Stored dataset items:
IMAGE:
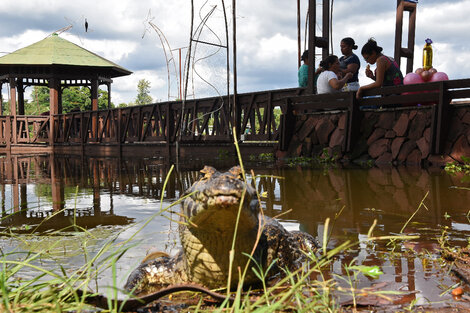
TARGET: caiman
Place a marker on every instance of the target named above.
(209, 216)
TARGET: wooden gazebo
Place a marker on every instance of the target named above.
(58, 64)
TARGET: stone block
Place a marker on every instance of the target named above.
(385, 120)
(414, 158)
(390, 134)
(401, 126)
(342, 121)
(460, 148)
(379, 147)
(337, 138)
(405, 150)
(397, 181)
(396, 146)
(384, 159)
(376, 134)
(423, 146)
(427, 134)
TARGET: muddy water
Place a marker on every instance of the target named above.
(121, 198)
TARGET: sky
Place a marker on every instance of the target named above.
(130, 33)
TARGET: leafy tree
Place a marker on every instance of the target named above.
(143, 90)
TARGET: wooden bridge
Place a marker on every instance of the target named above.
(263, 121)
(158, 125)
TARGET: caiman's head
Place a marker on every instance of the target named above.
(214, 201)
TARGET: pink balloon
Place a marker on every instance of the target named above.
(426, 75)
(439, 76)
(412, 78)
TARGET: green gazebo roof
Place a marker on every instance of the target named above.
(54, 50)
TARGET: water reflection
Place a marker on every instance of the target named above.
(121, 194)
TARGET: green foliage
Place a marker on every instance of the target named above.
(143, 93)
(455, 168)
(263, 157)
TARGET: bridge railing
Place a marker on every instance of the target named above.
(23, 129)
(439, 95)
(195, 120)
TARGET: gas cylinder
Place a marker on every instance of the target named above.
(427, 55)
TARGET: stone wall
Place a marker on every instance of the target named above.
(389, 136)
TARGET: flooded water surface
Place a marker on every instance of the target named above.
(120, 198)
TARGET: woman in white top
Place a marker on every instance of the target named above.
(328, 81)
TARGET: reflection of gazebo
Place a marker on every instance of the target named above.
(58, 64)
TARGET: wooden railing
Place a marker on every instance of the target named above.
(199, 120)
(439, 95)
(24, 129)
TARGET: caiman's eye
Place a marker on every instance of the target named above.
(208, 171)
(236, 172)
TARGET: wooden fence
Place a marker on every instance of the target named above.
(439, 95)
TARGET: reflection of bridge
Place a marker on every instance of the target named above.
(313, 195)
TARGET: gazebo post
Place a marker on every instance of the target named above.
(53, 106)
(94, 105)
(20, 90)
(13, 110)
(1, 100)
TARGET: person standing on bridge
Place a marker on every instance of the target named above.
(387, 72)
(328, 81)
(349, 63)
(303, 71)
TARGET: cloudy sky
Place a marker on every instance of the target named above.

BRIEF: All of the entries above should be duplicated exactly, except for the pictures.

OUTPUT FOR THIS TASK:
IMAGE:
TARGET: caiman
Place a marker on every instance of the target named above.
(209, 216)
TARGET: wooden gazebo
Place a marker on every instance of the target named above.
(58, 64)
TARGET: stone block
Place a marker on every instance of the target named above.
(385, 120)
(414, 158)
(390, 134)
(401, 126)
(342, 121)
(460, 148)
(379, 147)
(337, 138)
(405, 150)
(397, 181)
(396, 146)
(384, 159)
(376, 134)
(423, 146)
(427, 134)
TARGET: muddy water
Place a marker on every instance of the target named above.
(121, 198)
TARGET: sky
Place a marker on every instance of the target named above.
(130, 33)
TARGET: leafy tree
Place a marker on every instance of the target named above.
(143, 90)
TARGET: wooden bridge
Place a marker on every instance of the target named above.
(263, 121)
(158, 125)
TARGET: caiman's head
Place a marker on every instance of the target named above.
(214, 201)
TARGET: pink balloon
Place a marker on every instance of the target named above.
(426, 75)
(439, 76)
(412, 78)
TARGET: green gazebo roof
Place a marker on every instance of the target named above.
(54, 50)
TARGET: water reflection
Place a marker on every instance of the target named above.
(121, 194)
TARGET: green foliage
Place a marker on every instance of the target named above.
(143, 93)
(455, 168)
(263, 157)
TARGET: bridge railing
Place a marker on every instance of the target named above.
(23, 129)
(439, 95)
(195, 120)
TARGET: gas cylinder
Place a marker on every instance of the target named above.
(427, 55)
TARGET: stone wall
Place a marker on every instance of the target named above.
(389, 136)
TARGET: flooded water surface
Place a marker on every instance of the target named above.
(120, 198)
TARGET: woman in white top
Place a marker on every instance of the target named above.
(328, 81)
TARGET: reflection of gazebo
Place a marker on every instance of the target named above.
(58, 64)
TARGET: wooden railing
Place a marker on every instance of the target named above.
(199, 120)
(439, 95)
(24, 129)
TARGET: caiman's eye
Place a marker on every instance of the target named above.
(208, 171)
(236, 172)
TARGET: wooden fence
Place a marker on every instance of the target named above.
(439, 95)
TARGET: reflection of bridge
Place a marker on every instance of the target named above.
(313, 195)
TARGET: gazebo post
Place a marker on every instance of the target named above.
(53, 106)
(94, 105)
(20, 90)
(13, 110)
(1, 100)
TARGET: person standing on bridge
Place a marker on every instance of the target named above.
(387, 72)
(328, 81)
(349, 63)
(303, 71)
TARGET: cloudy sky
Place a marker on every instance of the target named above.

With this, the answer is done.